[GIVEN PASSAGE]
+---+

While scanning my news feed yesterday, I came across a TV spot for Toy Biz's 1991 line of X-Men action figures. The ad featured Wolverine (forever bearing a constipated, plastic rictus grimace) stopping Magneto from conquering a toll bridge.
Sure, most retro toy ads were seemingly written by Madison Avenue brain trusts flying high on child-like wonderment and prescription painkillers, but this ad was particularly noteworthy. Why? It's a time capsule from an era when pop culture had no idea what the hell to do with the X-Men. Let's get into the anatomy (and ineptitude) of mutant marketing.
Here's the commercial. You better reinforce your skull with some adamantium stanchions, because your mind is about to be blown.
Fun stuff, no? What intrigues me about this commercial is that it's an artifact that predates the X-Men's cultural ubiquity. Sure, X-Men #1 — the best-selling comic book of all time and key catalyst for the 1990s collecting boom — would come out later that year, and FOX's X-Men series and Konami's arcade game would debut in 1992, but no one had effectively monetized Marvel's mutants (the unplayable Nintendo game doesn't count). At the time, the only model for success was the go-nowhere 1989 Pryde of the X-Men TV pilot.
The X-Men had meandered around in obscurity since the 1960s, so they dodged the low-budget campiness of other superhero projects. This, plus the whole mutations = minorities metaphor gave the team a sexy, iconoclastic appeal. Plus Storm rocked a mohawk and (a decade before Hugh Jackman) the Canadian Wolverine sported a masculine Australian brogue (which itself was a clear sign the heroes weren't A-listers).
So when it came time for Toy Biz to create this commercial, I'm certain the only memo they received was akin to "The X-Men are exactly like the Justice League, but y'know, without Superman, Batman, and Wonder Woman. Just Aquaman's seahorse and the Wonder Twins' alien bonobo."
Here are 10 key moments from an X-Men commercial that was clearly made by people who had no idea who the X-Men were.

+---+

[WHAT IS REQUIRED]
Answer these questions from the X-Men commercial passage.
(a) Which company made the 1991 line of X-Men action figures shown in the ad?
(b) In what year did FOX's X-Men series debut?
(c) What hairstyle did Storm have?
Rely on the X-Men commercial passage alone.

[PROVIDED INFORMATION]

+---+

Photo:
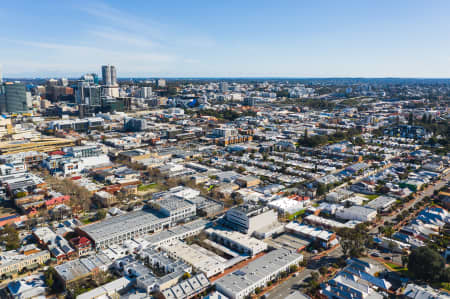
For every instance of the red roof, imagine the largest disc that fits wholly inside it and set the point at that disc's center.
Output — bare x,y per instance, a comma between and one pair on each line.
57,200
57,153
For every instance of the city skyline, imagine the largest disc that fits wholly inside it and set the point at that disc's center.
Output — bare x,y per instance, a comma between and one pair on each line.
286,40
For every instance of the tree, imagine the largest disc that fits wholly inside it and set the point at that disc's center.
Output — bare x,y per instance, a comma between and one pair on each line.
426,264
10,237
101,214
321,189
404,260
186,275
293,268
410,119
49,278
354,241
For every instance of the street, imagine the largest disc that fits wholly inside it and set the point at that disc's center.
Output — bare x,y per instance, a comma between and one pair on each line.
294,283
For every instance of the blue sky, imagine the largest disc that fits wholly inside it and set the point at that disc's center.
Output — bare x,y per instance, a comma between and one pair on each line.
399,38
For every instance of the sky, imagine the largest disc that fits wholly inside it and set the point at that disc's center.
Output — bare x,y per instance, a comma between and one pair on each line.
246,38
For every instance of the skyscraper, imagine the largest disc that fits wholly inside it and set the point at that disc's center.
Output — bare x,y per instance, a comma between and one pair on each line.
109,75
14,98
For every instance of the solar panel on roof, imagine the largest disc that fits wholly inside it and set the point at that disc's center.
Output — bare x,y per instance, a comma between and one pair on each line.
239,272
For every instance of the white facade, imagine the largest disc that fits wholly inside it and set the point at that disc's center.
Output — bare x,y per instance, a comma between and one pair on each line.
357,213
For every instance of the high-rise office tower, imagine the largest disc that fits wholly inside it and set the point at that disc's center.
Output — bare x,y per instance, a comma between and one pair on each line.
88,94
14,98
109,75
161,83
113,75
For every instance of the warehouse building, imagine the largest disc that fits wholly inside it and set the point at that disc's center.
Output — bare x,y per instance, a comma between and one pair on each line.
257,273
237,241
116,230
197,259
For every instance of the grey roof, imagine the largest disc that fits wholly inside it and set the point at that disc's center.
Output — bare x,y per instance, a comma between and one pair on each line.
417,292
381,202
116,226
257,270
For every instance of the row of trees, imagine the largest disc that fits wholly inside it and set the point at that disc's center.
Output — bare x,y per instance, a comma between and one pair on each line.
428,265
317,140
10,237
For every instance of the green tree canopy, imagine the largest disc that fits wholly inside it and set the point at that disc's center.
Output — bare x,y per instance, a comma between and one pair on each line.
426,264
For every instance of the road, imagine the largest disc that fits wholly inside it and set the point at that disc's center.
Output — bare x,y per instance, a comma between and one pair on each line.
294,283
418,198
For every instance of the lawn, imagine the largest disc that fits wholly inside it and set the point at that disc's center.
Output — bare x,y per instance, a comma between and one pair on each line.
148,187
399,269
371,196
445,286
296,214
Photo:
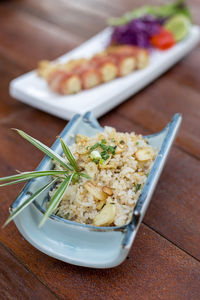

+---+

[TASK OUTPUT]
(a) Toy Biz
(b) 1992
(c) A mohawk